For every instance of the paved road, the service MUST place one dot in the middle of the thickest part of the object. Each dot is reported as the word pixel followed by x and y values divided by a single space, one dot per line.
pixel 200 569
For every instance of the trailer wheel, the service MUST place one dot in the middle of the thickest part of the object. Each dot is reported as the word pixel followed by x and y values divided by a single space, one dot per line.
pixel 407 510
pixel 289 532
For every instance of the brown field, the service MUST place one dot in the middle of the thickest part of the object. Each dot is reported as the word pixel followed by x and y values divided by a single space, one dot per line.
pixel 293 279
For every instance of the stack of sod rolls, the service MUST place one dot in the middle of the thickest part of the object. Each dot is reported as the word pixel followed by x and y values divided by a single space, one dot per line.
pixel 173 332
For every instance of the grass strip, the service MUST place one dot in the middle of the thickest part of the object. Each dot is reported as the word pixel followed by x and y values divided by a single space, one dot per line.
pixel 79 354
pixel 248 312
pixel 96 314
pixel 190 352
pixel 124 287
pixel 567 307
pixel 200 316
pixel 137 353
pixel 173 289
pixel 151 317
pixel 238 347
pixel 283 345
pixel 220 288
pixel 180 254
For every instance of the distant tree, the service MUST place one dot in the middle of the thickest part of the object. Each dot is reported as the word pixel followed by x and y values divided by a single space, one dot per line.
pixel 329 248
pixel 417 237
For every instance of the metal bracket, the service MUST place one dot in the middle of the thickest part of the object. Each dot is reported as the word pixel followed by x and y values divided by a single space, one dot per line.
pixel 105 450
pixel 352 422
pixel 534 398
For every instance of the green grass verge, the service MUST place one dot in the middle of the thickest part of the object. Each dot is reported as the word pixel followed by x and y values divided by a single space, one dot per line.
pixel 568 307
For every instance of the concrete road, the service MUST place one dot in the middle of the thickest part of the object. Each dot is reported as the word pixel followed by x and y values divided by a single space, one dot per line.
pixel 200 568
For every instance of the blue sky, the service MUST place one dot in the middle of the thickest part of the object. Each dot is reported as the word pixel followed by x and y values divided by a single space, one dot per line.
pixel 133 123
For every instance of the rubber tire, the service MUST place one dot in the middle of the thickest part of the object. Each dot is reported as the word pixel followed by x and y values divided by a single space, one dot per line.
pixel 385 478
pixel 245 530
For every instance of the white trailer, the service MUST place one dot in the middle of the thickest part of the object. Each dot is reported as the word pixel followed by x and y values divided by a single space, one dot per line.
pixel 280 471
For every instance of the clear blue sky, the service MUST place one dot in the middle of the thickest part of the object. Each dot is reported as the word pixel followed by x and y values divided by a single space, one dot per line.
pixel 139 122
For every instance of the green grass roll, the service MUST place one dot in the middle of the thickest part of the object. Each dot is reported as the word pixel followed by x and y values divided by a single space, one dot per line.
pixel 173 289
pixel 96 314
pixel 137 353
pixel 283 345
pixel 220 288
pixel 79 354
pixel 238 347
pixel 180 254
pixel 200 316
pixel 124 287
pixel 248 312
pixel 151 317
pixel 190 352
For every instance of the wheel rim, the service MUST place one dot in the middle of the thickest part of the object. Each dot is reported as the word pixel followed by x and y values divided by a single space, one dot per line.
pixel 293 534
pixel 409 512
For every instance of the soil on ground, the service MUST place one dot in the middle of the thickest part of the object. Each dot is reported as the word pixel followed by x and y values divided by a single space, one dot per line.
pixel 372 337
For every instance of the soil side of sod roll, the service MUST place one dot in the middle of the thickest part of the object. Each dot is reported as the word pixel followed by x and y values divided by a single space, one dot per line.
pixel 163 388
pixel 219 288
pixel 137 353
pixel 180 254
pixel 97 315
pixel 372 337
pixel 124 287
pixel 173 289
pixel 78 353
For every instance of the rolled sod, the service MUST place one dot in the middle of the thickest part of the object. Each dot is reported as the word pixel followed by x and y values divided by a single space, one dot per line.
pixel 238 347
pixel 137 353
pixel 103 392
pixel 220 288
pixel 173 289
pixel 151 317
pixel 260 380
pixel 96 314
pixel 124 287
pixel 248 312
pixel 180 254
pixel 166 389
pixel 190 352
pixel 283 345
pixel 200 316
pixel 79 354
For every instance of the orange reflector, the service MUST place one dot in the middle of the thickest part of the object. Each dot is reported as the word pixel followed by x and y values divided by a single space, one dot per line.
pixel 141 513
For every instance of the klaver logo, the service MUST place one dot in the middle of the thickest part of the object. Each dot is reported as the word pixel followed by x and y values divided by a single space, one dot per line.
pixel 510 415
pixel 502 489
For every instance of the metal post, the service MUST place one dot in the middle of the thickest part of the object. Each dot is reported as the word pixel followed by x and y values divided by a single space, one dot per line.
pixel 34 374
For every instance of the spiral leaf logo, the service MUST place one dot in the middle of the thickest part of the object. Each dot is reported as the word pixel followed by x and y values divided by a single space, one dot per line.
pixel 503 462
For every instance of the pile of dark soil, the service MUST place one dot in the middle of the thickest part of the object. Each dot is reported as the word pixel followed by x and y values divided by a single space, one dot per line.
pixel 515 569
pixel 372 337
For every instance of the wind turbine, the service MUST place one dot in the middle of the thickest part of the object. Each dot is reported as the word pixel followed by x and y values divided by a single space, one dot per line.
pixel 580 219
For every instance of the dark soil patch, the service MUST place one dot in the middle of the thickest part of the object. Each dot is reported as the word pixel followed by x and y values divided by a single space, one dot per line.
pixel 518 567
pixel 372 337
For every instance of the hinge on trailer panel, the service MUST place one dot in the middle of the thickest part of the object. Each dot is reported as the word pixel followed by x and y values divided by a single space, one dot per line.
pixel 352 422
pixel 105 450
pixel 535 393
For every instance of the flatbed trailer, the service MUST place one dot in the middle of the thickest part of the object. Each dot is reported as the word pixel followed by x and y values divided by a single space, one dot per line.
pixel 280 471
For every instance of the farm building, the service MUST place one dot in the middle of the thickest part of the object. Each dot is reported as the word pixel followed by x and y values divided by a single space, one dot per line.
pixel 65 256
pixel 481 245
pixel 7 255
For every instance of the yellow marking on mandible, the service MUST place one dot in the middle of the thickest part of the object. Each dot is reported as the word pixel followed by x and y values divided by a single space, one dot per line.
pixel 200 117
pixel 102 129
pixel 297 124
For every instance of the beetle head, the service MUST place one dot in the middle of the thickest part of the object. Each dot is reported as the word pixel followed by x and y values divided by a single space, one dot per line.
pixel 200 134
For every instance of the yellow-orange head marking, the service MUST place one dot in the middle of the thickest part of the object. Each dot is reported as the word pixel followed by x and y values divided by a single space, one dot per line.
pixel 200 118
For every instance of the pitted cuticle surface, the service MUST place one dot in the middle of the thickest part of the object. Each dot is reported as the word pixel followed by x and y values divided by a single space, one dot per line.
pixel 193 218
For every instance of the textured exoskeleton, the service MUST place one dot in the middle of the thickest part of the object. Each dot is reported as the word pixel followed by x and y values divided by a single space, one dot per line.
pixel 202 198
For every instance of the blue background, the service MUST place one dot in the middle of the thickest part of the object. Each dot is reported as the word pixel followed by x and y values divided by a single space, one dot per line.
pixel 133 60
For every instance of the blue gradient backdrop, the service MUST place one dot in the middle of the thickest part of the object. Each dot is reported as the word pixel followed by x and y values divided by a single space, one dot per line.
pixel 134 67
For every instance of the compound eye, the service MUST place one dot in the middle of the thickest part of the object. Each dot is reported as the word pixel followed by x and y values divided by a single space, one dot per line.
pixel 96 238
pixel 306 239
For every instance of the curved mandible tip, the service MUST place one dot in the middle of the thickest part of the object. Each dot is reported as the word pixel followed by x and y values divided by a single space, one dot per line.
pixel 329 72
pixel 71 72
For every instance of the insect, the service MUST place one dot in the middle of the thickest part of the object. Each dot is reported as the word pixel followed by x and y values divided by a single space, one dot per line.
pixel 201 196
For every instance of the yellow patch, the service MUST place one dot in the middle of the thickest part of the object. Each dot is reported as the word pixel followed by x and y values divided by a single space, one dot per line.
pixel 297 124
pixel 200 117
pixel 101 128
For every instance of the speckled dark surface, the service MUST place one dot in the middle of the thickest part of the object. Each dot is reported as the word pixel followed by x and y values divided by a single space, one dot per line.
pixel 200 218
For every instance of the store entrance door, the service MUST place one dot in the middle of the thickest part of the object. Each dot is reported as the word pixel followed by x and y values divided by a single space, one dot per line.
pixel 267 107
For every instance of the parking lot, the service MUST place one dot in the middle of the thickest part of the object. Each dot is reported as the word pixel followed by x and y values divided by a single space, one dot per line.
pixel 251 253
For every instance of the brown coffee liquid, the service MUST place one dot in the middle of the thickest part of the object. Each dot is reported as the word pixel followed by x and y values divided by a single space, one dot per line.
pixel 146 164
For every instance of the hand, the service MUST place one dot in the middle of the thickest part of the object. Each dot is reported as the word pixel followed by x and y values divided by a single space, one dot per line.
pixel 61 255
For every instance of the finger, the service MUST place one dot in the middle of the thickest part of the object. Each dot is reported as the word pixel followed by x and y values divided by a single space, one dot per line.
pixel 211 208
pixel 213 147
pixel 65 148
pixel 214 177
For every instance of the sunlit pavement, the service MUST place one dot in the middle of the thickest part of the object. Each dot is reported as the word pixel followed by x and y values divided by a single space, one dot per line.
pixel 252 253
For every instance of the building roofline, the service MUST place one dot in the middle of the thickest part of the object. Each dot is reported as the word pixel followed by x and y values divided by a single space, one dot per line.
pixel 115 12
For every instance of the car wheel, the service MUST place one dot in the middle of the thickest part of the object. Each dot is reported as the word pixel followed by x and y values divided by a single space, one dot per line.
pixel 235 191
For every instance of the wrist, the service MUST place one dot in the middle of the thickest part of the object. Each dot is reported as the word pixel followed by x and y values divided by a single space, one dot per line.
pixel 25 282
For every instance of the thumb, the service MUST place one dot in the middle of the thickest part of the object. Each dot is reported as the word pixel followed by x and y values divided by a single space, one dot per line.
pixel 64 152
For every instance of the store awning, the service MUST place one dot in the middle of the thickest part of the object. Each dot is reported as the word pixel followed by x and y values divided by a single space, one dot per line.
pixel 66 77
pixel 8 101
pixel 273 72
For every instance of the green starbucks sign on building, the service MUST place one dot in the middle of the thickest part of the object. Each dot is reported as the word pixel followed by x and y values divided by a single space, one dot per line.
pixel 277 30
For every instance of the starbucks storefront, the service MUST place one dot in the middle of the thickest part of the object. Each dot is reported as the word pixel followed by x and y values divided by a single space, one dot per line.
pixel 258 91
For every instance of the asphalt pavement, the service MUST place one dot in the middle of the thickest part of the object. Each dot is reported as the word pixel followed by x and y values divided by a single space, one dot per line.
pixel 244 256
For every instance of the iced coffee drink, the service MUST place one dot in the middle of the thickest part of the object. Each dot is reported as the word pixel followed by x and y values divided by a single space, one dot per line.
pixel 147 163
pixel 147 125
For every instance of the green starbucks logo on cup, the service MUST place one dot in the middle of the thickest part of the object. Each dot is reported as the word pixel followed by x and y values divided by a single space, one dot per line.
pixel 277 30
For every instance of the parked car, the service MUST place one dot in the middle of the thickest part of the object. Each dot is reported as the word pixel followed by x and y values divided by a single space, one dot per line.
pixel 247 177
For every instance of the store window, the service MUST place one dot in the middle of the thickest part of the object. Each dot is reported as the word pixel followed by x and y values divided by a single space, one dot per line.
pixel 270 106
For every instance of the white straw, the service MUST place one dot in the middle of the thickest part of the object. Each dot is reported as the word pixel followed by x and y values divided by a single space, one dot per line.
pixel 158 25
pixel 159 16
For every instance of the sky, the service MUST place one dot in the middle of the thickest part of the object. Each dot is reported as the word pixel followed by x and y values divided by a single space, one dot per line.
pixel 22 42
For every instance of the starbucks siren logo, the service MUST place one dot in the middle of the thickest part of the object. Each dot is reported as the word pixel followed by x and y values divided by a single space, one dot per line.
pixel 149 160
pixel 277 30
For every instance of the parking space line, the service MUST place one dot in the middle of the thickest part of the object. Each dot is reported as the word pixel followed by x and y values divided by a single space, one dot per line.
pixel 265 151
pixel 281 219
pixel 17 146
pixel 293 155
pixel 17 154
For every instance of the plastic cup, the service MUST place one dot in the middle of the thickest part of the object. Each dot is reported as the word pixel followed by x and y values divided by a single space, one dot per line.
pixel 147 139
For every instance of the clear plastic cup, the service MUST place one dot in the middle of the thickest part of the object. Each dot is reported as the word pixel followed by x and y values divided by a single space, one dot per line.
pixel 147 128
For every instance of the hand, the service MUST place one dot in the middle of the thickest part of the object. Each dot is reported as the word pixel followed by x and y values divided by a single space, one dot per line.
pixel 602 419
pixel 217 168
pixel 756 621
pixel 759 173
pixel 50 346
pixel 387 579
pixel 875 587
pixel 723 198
******
All lines from the one containing "For every instance of the plastic" through the end of the material should be restated exactly, with both end lines kept.

**Exercise result:**
For every instance of the plastic cup, the service MUST place one dot in the middle of the thickest part of the object. Each dot is reported as the word pixel followed by x and y values divided by a single space, one dot per line.
pixel 147 139
For every instance of the clear plastic cup, the service MUST place one dot in the middle of the thickest part of the object. Each dot is reported as the word pixel followed by x and y values divided by a single space, one dot per line.
pixel 147 128
For every instance of the hand, the service MUST place one dot in the middle of the thickest part of the object. Each dot is reported as the word pixel followed by x and y values divided by a single space, one dot per line.
pixel 602 419
pixel 217 168
pixel 756 621
pixel 759 173
pixel 50 346
pixel 387 579
pixel 875 587
pixel 723 198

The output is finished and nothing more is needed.